# Job
Below are records; reproduce exactly the lines from the one containing "Query: red painted wood post" through the end, both included, and only those.

# Extracted records

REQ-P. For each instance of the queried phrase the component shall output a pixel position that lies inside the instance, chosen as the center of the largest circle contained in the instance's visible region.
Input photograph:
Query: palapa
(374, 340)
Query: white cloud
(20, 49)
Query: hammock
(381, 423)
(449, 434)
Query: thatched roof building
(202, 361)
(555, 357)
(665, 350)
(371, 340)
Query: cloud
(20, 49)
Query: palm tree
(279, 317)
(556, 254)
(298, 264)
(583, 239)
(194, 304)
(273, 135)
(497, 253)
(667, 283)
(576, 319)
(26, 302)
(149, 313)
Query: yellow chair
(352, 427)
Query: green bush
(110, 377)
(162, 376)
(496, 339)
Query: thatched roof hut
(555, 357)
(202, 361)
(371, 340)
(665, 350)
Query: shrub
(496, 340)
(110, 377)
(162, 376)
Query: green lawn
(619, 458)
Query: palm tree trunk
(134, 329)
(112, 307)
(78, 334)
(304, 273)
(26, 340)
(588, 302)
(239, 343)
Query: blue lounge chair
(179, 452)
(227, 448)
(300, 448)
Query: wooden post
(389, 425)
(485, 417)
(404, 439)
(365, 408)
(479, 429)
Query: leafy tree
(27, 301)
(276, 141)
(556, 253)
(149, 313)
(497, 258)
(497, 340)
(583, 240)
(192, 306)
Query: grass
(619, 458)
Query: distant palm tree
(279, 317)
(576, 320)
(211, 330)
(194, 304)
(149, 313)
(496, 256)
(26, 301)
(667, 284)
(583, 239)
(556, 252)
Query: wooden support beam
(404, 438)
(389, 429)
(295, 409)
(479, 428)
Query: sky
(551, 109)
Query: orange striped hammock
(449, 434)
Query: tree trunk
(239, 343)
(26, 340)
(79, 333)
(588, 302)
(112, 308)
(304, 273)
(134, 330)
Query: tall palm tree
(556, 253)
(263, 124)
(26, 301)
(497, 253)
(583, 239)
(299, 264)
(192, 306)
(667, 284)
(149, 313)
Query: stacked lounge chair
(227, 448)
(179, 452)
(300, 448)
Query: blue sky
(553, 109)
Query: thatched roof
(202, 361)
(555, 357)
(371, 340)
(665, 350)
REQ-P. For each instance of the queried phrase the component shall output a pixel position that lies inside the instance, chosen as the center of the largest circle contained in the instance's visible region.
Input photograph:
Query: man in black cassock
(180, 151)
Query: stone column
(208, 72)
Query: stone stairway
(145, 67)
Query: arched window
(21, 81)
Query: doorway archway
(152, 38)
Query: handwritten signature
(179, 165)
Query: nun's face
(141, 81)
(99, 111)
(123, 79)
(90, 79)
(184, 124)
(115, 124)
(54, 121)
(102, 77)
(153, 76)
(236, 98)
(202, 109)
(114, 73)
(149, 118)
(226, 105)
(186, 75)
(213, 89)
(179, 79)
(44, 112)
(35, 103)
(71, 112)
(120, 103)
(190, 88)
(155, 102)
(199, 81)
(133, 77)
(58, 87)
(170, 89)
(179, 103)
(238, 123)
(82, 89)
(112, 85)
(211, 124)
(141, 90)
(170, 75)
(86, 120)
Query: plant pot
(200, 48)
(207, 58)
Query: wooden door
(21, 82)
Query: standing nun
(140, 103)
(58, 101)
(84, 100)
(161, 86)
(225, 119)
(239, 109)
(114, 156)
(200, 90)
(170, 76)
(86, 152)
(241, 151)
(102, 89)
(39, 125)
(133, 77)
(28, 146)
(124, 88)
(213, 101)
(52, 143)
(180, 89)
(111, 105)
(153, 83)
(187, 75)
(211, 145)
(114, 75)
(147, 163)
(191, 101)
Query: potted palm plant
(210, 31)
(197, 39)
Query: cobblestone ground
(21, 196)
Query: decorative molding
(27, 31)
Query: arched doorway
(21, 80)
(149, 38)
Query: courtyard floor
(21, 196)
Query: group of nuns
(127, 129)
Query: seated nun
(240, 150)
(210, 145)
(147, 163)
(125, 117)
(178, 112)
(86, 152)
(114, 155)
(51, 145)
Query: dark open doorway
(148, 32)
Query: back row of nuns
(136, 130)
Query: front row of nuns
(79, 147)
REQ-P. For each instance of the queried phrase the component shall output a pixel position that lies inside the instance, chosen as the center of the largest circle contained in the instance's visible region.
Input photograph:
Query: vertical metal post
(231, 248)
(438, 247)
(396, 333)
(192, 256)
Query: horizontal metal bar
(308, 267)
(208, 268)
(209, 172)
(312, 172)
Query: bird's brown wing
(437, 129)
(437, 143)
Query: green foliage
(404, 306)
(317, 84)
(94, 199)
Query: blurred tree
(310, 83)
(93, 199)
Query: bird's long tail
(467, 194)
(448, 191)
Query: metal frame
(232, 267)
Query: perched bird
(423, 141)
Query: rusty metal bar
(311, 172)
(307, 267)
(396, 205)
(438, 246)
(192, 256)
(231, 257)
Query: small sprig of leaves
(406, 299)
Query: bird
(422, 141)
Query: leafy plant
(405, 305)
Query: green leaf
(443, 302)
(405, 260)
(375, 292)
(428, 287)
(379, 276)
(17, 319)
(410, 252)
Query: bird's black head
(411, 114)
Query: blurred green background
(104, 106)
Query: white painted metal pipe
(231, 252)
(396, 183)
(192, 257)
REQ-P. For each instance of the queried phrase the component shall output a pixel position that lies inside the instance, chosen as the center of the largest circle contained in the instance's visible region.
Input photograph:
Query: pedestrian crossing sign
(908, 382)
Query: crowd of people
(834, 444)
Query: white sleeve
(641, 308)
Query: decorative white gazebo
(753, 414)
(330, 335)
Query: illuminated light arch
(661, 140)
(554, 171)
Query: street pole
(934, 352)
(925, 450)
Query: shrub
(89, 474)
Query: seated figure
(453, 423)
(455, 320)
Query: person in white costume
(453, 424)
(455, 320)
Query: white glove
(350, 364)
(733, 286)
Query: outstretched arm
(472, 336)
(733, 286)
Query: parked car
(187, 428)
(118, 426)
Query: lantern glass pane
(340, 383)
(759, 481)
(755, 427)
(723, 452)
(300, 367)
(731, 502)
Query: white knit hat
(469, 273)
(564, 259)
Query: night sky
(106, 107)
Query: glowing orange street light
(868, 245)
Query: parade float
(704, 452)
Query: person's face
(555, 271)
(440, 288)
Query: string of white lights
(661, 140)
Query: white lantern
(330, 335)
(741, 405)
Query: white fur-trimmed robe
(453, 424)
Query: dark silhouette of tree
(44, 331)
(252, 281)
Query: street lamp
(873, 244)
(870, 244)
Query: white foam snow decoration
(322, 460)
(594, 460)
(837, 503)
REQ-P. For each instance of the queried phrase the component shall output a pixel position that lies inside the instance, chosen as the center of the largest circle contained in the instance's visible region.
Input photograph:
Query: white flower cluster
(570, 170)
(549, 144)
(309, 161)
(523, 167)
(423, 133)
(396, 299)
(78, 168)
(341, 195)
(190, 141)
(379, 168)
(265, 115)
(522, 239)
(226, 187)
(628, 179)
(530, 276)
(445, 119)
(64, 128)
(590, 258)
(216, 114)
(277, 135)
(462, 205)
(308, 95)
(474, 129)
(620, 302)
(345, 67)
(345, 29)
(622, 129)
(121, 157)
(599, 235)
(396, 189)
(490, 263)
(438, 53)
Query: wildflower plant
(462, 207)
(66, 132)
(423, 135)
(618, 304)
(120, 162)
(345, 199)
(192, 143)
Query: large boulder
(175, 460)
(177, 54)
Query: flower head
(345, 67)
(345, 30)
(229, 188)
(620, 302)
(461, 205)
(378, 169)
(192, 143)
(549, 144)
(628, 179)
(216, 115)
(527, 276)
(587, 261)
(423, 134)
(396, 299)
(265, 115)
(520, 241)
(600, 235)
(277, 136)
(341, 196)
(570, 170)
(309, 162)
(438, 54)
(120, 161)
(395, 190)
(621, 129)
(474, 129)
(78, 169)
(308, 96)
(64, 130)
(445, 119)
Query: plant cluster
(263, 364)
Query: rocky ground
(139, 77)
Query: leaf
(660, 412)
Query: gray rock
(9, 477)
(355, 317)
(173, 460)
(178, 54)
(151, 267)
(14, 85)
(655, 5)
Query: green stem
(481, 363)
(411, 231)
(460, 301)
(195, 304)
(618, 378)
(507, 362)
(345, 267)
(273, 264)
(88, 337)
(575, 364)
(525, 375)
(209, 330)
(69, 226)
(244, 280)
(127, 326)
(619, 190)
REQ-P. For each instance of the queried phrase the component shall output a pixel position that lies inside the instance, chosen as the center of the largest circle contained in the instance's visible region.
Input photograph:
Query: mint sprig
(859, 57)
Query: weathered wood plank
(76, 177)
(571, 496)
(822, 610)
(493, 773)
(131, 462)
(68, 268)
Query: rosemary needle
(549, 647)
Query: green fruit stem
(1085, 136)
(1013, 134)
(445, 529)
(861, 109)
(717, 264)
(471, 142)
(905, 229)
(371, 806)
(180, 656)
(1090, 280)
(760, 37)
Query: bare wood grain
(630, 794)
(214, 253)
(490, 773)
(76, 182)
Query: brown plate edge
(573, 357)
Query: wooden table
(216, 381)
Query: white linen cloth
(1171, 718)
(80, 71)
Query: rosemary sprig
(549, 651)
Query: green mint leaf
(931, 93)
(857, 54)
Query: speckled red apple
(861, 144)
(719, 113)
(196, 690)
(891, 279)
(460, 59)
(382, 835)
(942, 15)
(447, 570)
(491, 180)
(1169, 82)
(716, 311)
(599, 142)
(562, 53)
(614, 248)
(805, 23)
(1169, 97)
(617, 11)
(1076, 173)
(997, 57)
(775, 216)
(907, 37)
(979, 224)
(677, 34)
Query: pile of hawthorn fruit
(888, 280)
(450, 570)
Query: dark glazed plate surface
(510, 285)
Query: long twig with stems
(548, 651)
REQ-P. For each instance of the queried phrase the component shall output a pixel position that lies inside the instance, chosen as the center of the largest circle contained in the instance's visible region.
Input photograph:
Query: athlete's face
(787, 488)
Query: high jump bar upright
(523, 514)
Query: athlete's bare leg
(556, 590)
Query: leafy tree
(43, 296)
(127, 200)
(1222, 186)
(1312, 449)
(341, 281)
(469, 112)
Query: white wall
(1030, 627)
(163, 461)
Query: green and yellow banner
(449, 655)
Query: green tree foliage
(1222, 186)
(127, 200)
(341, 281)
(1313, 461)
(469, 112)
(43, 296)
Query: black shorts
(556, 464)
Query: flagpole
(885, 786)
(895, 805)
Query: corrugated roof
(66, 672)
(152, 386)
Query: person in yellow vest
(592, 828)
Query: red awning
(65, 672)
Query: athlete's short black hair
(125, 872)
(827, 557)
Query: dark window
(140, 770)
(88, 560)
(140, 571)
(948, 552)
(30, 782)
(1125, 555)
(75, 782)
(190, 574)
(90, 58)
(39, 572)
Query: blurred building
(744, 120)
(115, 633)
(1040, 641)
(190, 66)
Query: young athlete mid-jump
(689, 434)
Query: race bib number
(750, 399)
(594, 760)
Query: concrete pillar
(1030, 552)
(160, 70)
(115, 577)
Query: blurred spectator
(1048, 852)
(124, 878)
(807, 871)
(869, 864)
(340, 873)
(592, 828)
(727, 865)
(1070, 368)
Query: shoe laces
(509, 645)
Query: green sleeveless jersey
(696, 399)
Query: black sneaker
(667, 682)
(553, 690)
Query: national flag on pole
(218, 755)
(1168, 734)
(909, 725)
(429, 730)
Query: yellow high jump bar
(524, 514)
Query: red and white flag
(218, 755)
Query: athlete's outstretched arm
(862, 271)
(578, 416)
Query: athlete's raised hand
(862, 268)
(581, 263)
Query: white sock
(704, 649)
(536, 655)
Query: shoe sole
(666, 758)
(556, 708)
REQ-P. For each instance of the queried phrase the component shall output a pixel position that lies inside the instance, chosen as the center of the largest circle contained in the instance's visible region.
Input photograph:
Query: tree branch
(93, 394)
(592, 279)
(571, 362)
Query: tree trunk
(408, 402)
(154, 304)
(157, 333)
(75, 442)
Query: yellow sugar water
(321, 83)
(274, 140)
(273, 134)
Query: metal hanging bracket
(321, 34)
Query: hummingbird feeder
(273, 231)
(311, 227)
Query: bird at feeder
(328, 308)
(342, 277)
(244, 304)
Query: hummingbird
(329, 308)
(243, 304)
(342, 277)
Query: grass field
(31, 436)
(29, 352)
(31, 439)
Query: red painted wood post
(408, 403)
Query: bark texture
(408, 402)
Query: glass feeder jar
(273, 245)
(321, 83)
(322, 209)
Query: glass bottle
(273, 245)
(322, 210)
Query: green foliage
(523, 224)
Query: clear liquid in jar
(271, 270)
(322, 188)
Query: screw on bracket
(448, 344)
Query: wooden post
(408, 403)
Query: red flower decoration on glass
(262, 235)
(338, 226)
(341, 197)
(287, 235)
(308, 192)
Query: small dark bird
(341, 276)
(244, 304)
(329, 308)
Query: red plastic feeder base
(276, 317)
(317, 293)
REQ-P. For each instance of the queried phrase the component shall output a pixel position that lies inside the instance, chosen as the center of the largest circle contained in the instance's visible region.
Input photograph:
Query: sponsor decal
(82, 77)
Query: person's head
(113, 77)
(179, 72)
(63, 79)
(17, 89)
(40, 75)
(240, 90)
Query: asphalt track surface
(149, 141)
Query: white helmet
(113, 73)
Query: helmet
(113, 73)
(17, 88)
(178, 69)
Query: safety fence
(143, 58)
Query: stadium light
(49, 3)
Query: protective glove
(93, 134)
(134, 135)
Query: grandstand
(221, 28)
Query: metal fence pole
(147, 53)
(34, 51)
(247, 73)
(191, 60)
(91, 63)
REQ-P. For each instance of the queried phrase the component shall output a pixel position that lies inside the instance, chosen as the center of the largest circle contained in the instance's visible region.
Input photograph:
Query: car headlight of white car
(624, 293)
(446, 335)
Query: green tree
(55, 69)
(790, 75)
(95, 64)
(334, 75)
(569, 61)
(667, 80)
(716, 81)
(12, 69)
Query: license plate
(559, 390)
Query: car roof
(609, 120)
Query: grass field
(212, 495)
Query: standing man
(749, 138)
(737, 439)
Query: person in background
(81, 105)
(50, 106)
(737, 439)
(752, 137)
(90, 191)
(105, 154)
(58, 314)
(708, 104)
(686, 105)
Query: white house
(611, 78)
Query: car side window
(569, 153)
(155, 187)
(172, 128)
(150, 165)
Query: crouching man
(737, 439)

# Written response
Query: red painted wood post
(408, 403)
Query: bark texture
(408, 402)
Query: glass feeder jar
(273, 245)
(321, 83)
(322, 209)
Query: glass bottle
(273, 245)
(322, 210)
Query: green foliage
(523, 224)
Query: clear liquid in jar
(271, 270)
(322, 188)
Query: screw on bracket
(448, 344)
Query: wooden post
(408, 403)
Query: red flower decoration on glass
(262, 235)
(338, 226)
(341, 197)
(287, 235)
(308, 192)
Query: small dark bird
(341, 276)
(244, 304)
(329, 308)
Query: red plastic feeder base
(276, 317)
(317, 293)
REQ-P. For each instance of the queried phrase the component shall output a pixel position that lies inside the instance, chosen as the center of the largest circle contained in the instance's visible region.
Input photograph:
Query: sponsor decal
(82, 77)
Query: person's head
(113, 77)
(179, 72)
(63, 79)
(17, 89)
(40, 75)
(240, 90)
Query: asphalt track surface
(149, 141)
Query: white helmet
(113, 73)
Query: helmet
(113, 73)
(17, 88)
(178, 69)
Query: safety fence
(143, 58)
Query: stadium light
(49, 3)
Query: protective glove
(93, 134)
(134, 135)
Query: grandstand
(221, 28)
Query: metal fence pole
(147, 53)
(34, 51)
(247, 73)
(191, 60)
(91, 63)
REQ-P. For each instance of the queried phrase the component shall output a pixel position that lies inside the instance, chosen as the center of the largest circle contained in the instance's visible region.
Input photograph:
Query: car headlight of white car
(624, 293)
(446, 335)
Query: green tree
(55, 69)
(790, 75)
(95, 64)
(334, 75)
(569, 61)
(667, 80)
(716, 81)
(12, 69)
Query: license plate
(559, 390)
Query: car roof
(609, 120)
Query: grass field
(212, 495)
Query: standing man
(749, 138)
(737, 439)
Query: person in background
(81, 105)
(50, 106)
(737, 439)
(752, 137)
(90, 191)
(105, 154)
(58, 314)
(708, 104)
(686, 105)
Query: white house
(611, 78)
Query: car side window
(569, 153)
(155, 187)
(172, 128)
(150, 165)
Query: crouching man
(737, 439)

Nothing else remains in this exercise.